* _Excerpt to read_:

○ ○ ○ ○ ○

Use a binary format (width,height, values...) as file format and then use file mapping (MapViewOfFile() on Windows, mmap() or so on posix/unix systems).
Then, you can simply point your "matrix structure" pointer to the mapped address space and you are done. And in case, you do something like sparse access to the matrix, it can even save some real IO. If you always do full access to all elements of the matrix (no sparse matrices etc.), it is still quite elegant and probably faster than malloc/read.
Replacements for c++ iostream, which is known to be quite slow and should not be used for performance critical stuff:
Have a look at the {fmt} library, which has become quite popular in recent years and claims to be quite fast.
Back in the days, when I did a lot of numerics on large data sets, I always opted for binary files for storage. (It was back in the days, when the fastest CPU you get your hands on were the Pentium 1 (with the floating point bug :)). Back then, all was slower, memory was much more limited (we had MB not GB as units for RAM in our systems) and all in all, nearly 20 years have passed since.
So, as a refresher, I did write some code to show, how much faster than iostream and text files you can do if you do not have extra constraints (such as endianess of different cpus etc.).
So far, my little test only has an iostream and a binary file version with a) stdio fread() kind of loading and b) mmap(). Since I sit in front of a debian bullseye computer, my code uses linux specific stuff for the mmap() approach. To run it on Windows, you have to change a few lines of code and some includes.
Edit: I added a save function using {fmt} now as well.
Edit: I added a load function with stdio now as well.
Edit: To reduce memory workload, I reordered the code somewhat
and now only keep 2 matrix instances in memory at any given time.

○ ○ ○ ○ ○

* _Data segment_:
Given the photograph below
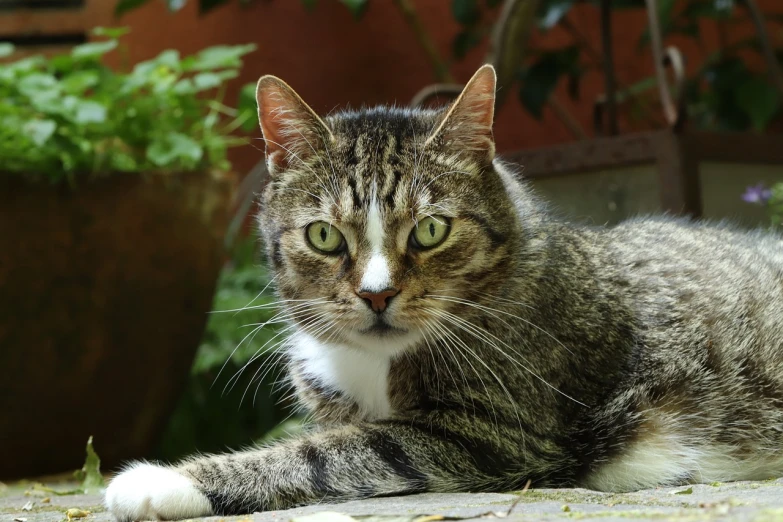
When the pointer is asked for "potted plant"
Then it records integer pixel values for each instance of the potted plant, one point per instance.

○ ○ ○ ○ ○

* _Goal_: Resume the passage on storing and loading large matrices from binary files, picking up right after its last sentence.

* _Reply_:
The program does the following:
create a 20k x 20k matrix in ram (in a struct named Matrix_t). With random values, slowly generated by std::random.
Write the matrix with iostream to a text file.
Write the matrix with stdio to a binary file.
Create a new matrix textMatrix by loading its data from the text file.
Create a new matrix inMemoryMatrix by loading its data from the binary file with a few fread() calls.
mmap() the binary file and use it under the name mappedMatrix.
Compare each of the loaded matrices to the original randomMatrix to see if the round-trip worked.
Here the results I got on my machine after compiling this work of wonder with clang++ -O3 -o fmatio fast-matrix-io.cpp -lfmt:
./fmatio
creating random matrix (20k x 20k) (27.0775seconds)
the first 10 floating values in randomMatrix are:
57970.2 -365700 -986079 44657.8 826968 -506928 668277 398241 -828176 394645
saveMatrixAsText_IOSTREAM()
saving matrix with iostream. (192.749seconds)
saveMatrixAsText_FMT(mat0_fmt.txt)
saving matrix with {fmt}. (34.4932seconds)
saveMatrixAsBinary()
saving matrix into a binary file. (30.7591seconds)
loadMatrixFromText_IOSTREAM()
loading matrix from text file with iostream. (102.074seconds)
randomMatrix == textMatrix
comparing randomMatrix with textMatrix. (0.125328seconds)
loadMatrixFromText_STDIO(mat0_fmt.txt)
loading matrix from text file with stdio. (71.2746seconds)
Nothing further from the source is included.